• WORK INSTRUCTION:
Find each line below where the word "mounted" occurs, and copy it.

• INFORMATION SUPPLIED:

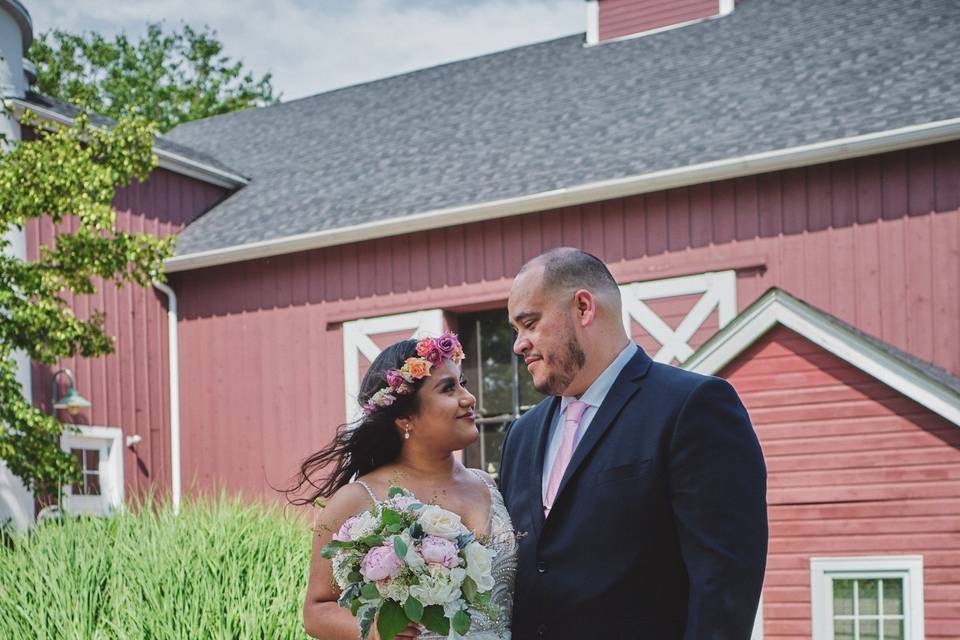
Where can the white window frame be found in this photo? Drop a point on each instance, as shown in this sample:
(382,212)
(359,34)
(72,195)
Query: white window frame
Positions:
(824,570)
(109,441)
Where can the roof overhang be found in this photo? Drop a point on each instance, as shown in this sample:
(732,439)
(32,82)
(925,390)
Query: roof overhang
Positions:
(804,155)
(778,307)
(167,159)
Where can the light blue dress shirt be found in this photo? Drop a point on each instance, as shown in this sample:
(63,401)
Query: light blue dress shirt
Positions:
(593,396)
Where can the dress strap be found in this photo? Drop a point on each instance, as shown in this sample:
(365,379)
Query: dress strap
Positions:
(484,478)
(369,492)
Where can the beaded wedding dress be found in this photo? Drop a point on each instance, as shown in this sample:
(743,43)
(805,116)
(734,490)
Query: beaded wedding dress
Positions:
(503,541)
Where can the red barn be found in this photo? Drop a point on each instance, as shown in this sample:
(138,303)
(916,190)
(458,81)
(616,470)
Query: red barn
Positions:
(775,184)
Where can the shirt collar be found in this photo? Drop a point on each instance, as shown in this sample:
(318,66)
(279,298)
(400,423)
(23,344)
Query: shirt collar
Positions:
(597,391)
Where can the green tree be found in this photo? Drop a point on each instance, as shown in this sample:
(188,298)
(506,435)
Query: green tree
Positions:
(168,78)
(66,172)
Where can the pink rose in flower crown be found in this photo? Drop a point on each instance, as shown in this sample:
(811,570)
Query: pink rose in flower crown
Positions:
(380,563)
(428,350)
(439,551)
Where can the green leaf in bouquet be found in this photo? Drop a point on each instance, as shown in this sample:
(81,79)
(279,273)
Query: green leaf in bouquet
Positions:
(392,620)
(461,622)
(469,588)
(389,516)
(369,592)
(434,620)
(413,608)
(365,617)
(400,547)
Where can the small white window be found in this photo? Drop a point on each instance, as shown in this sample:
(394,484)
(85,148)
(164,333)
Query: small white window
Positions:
(868,598)
(99,454)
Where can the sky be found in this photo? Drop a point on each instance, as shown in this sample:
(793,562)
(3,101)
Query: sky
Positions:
(312,46)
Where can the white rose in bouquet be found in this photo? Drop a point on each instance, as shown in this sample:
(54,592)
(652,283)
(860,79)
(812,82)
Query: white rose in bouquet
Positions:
(439,585)
(440,522)
(479,565)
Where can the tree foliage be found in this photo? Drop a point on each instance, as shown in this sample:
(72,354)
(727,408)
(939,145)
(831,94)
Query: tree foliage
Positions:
(168,78)
(69,174)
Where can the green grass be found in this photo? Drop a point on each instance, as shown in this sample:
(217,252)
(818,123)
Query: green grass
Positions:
(220,569)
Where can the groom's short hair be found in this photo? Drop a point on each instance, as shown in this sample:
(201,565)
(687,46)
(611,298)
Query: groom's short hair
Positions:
(568,268)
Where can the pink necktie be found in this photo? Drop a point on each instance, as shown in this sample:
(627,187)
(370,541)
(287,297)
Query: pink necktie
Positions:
(571,422)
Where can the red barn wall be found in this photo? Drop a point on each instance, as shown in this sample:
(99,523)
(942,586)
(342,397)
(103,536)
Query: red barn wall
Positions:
(874,241)
(626,17)
(129,389)
(854,469)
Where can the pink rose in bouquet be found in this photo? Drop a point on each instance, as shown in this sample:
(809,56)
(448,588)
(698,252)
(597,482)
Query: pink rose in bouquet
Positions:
(440,551)
(380,563)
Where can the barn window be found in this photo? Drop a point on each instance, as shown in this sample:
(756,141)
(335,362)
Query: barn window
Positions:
(876,598)
(98,451)
(497,377)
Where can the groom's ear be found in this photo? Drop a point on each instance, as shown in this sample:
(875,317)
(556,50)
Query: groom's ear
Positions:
(586,306)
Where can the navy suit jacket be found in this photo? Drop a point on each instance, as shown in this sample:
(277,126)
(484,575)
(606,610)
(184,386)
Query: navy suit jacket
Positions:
(659,529)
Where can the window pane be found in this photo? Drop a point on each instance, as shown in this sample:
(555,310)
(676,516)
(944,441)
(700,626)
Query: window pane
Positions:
(843,630)
(843,597)
(892,629)
(869,630)
(892,597)
(92,484)
(92,459)
(869,597)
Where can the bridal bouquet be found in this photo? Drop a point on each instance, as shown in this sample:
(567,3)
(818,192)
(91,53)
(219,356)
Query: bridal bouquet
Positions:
(411,563)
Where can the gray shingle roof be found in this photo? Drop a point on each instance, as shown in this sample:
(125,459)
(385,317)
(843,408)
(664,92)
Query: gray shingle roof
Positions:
(771,75)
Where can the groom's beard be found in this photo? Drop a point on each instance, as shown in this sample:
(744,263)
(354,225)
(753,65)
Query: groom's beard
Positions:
(565,368)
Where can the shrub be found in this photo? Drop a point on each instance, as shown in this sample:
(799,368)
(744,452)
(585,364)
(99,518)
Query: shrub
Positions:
(222,568)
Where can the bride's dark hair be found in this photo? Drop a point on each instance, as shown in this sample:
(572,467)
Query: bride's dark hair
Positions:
(360,447)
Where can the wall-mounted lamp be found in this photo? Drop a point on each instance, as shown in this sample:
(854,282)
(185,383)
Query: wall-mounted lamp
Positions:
(72,401)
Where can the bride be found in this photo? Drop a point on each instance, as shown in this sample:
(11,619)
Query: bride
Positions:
(407,439)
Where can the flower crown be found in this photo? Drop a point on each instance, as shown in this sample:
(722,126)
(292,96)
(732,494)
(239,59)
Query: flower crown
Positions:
(431,352)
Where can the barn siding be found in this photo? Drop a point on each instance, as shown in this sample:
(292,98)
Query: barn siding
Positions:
(626,17)
(854,468)
(129,389)
(822,233)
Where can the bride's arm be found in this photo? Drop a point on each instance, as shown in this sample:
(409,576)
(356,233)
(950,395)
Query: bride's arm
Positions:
(322,617)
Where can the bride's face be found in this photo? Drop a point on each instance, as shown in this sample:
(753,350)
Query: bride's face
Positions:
(446,419)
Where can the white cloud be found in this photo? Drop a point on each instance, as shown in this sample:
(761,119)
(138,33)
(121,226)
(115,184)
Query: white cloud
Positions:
(314,46)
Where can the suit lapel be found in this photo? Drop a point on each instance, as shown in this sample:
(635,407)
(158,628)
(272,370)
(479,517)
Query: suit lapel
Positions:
(626,385)
(536,470)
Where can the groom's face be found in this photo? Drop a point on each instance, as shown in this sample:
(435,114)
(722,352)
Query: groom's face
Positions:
(546,333)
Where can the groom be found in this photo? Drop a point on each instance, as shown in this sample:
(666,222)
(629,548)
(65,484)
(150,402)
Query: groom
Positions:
(638,489)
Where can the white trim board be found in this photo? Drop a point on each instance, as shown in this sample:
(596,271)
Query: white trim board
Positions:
(816,153)
(779,307)
(824,570)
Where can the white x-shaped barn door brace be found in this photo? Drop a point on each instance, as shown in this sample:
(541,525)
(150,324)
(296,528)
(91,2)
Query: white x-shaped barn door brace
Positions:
(356,341)
(719,289)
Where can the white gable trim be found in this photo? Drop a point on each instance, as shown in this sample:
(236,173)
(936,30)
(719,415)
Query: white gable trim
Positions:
(778,307)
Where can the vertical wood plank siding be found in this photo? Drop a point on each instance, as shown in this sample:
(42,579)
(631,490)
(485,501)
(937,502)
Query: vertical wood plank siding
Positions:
(626,17)
(261,344)
(129,389)
(854,469)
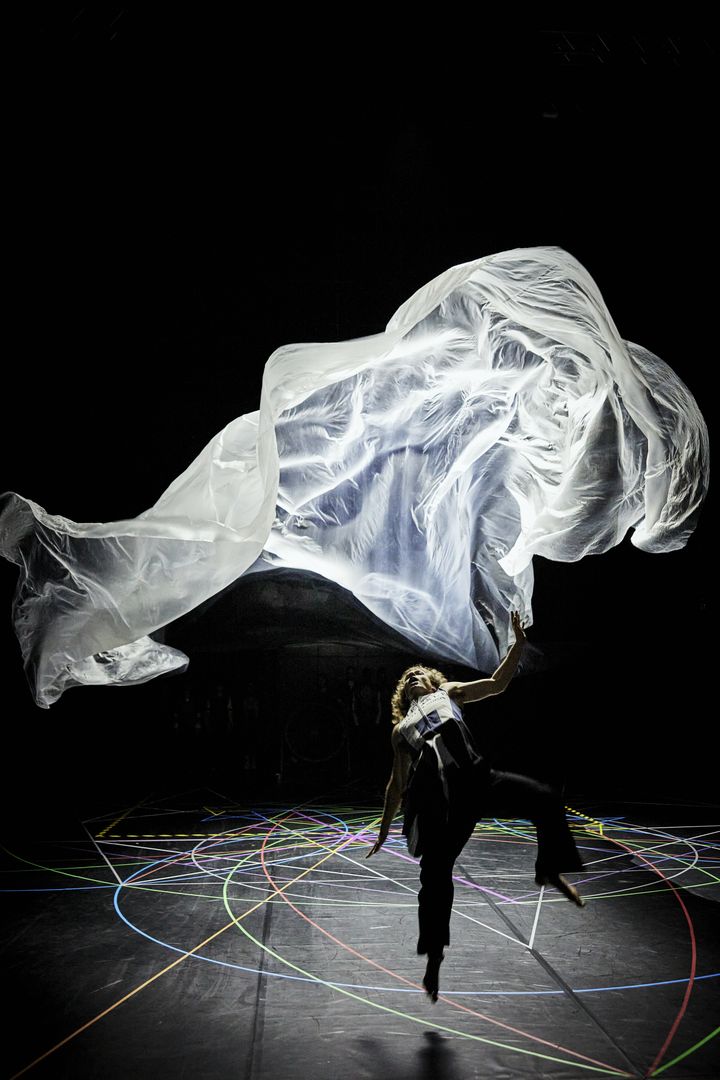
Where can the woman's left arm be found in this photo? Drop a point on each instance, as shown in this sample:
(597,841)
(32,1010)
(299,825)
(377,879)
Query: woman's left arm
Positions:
(464,692)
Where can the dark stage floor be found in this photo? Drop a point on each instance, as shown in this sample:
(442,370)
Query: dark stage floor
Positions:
(192,935)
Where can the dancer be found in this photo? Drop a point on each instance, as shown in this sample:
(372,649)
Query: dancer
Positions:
(448,786)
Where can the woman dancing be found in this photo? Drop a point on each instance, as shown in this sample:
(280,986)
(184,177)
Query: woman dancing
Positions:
(447,787)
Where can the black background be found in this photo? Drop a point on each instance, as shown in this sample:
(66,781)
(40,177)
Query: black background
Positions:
(187,193)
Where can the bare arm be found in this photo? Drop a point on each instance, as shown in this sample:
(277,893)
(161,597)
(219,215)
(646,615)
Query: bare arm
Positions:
(500,679)
(394,791)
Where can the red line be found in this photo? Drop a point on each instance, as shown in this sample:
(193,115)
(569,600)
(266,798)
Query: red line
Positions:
(693,954)
(394,974)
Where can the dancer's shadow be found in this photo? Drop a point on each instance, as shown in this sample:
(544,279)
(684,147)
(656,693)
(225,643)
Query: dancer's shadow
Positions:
(435,1058)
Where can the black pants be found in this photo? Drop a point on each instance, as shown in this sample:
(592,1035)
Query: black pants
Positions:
(444,834)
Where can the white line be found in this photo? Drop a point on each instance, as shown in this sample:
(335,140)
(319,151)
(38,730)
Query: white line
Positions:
(534,925)
(102,854)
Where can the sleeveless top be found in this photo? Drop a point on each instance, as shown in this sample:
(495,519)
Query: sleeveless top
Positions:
(445,761)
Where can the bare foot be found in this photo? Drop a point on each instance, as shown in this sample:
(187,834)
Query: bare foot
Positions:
(431,979)
(568,890)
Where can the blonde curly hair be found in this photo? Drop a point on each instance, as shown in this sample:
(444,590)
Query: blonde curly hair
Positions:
(398,702)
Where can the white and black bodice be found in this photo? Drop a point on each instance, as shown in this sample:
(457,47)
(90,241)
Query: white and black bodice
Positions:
(435,720)
(446,764)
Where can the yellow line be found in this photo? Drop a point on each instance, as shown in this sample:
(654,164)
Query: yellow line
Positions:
(585,817)
(113,823)
(170,967)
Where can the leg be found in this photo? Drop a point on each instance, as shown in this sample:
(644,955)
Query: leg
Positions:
(440,847)
(512,795)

• EXERCISE RESULT:
Where can the wall-mounted lamp be found in this photo? Drop a point on each instance, as shown in this sample:
Query: wall-mounted lamp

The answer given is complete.